> **What is needed**
From the entries below, count the lines with "Angeles". Write only the count.

> **Exercise input**
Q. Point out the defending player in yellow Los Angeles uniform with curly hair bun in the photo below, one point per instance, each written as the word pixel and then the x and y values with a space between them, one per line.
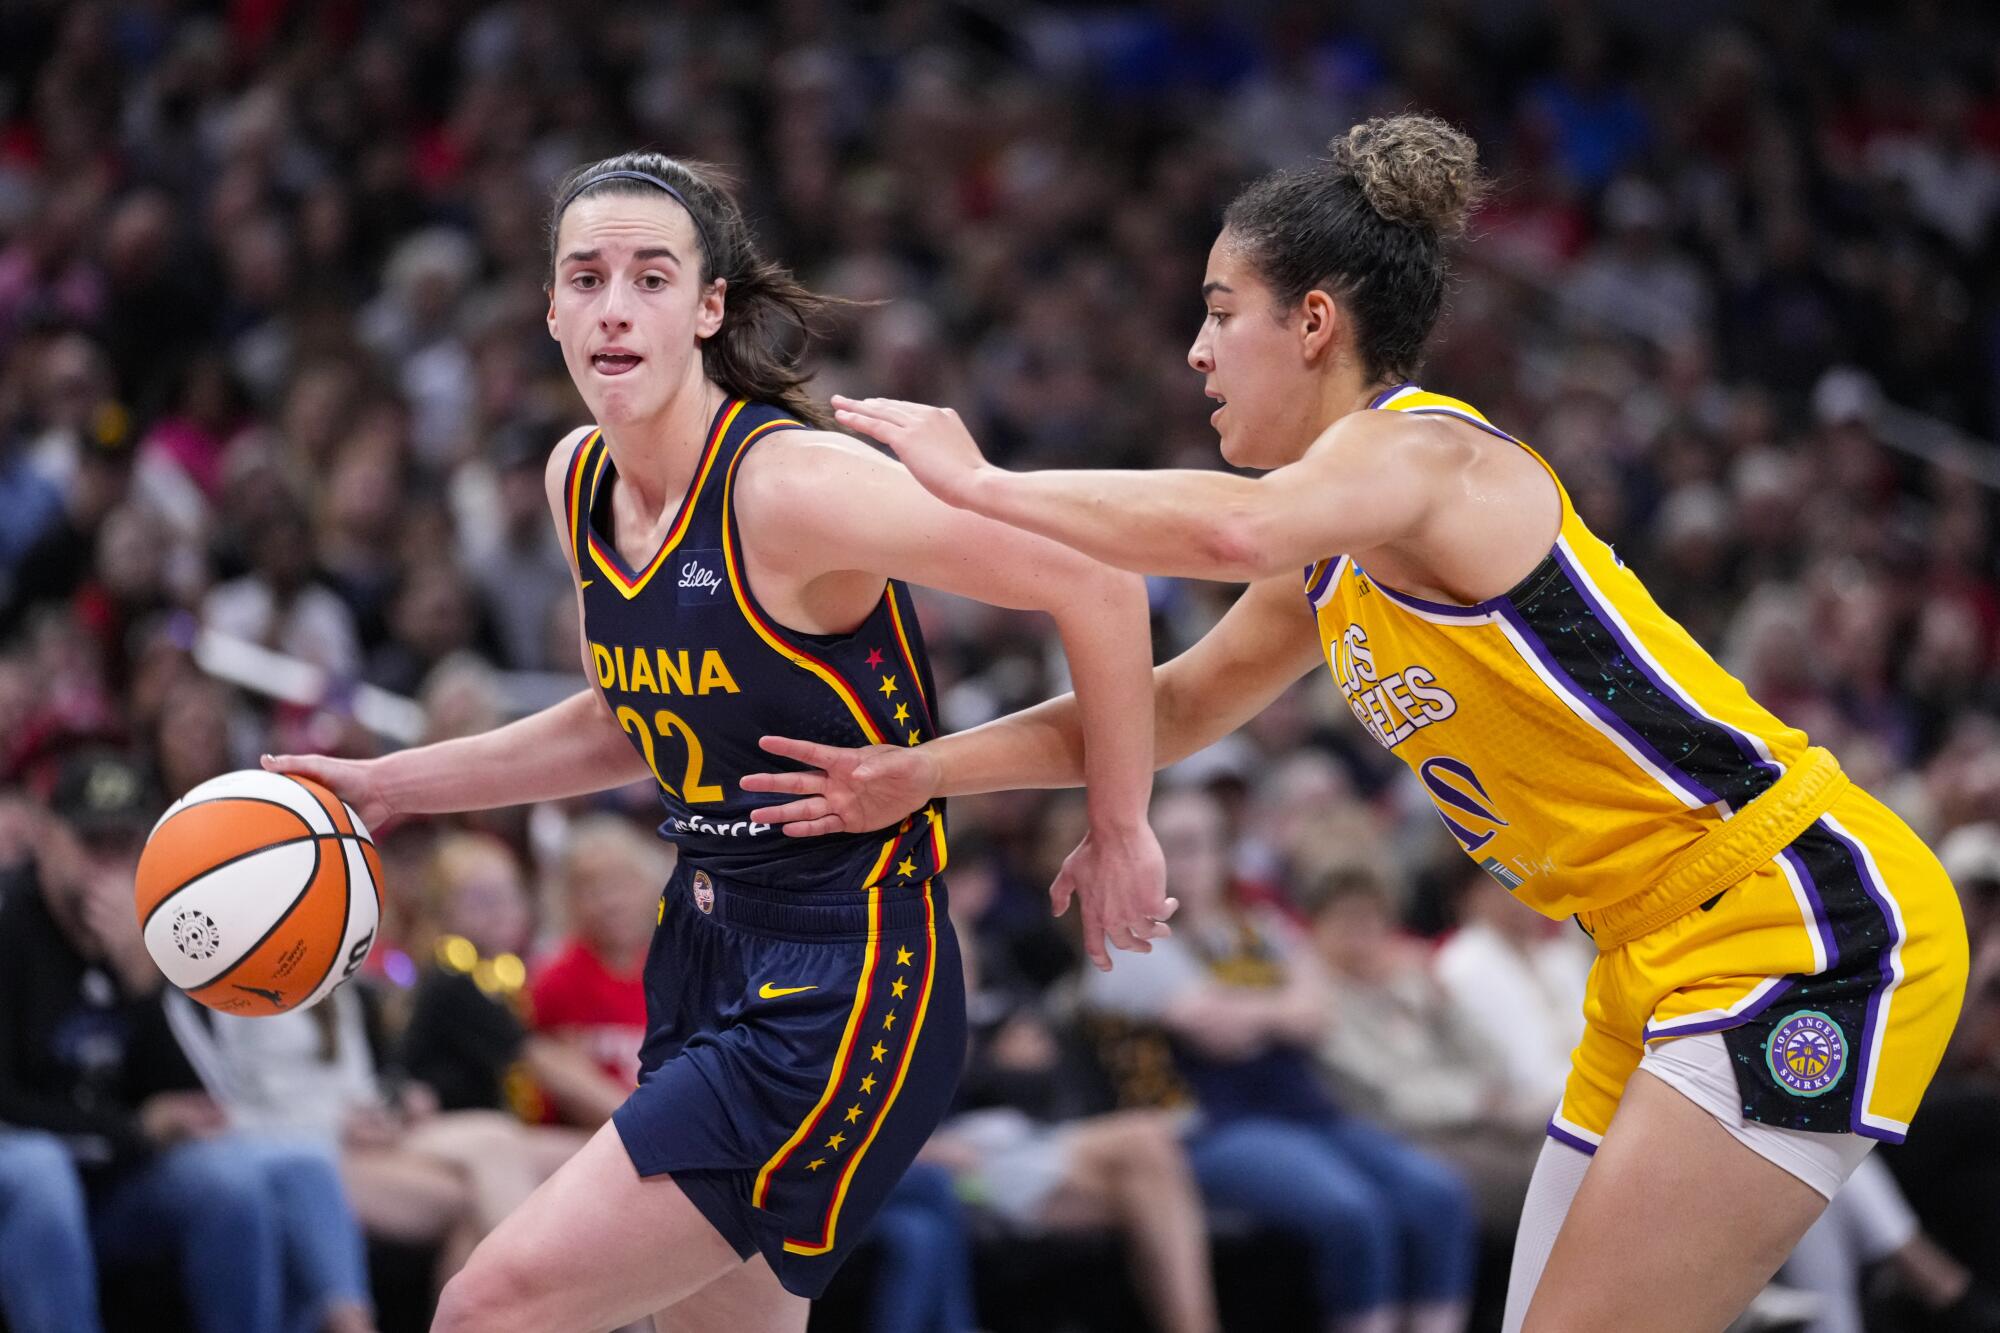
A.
pixel 1781 960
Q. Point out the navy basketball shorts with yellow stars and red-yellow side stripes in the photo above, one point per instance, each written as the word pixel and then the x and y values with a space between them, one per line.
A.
pixel 799 1052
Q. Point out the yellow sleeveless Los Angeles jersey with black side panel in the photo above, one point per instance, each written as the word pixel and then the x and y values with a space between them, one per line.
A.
pixel 1575 740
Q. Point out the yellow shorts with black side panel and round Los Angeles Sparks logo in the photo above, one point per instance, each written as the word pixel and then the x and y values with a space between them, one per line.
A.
pixel 1835 974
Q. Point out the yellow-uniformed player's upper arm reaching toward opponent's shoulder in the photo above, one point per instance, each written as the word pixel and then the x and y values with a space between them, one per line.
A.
pixel 1349 493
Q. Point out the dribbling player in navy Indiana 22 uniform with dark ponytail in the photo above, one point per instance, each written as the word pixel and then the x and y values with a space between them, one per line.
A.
pixel 739 575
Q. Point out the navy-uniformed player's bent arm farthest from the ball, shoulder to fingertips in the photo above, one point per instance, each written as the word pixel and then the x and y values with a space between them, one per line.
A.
pixel 805 495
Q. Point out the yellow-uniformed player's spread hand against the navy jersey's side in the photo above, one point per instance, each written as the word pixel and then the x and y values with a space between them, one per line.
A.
pixel 845 790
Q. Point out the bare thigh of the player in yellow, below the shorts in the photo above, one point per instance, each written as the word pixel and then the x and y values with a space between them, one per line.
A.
pixel 1675 1228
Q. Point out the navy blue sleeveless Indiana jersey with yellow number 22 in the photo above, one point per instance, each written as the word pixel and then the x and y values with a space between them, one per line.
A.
pixel 697 674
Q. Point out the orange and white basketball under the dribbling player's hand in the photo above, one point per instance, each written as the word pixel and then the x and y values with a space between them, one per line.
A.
pixel 259 894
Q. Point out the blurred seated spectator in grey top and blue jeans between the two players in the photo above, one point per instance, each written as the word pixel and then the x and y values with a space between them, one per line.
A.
pixel 1245 1006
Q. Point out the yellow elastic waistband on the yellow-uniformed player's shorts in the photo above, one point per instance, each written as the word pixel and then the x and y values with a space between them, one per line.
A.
pixel 1725 854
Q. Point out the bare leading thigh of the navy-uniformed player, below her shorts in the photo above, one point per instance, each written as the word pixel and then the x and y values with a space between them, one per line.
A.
pixel 595 1246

> **Solution**
3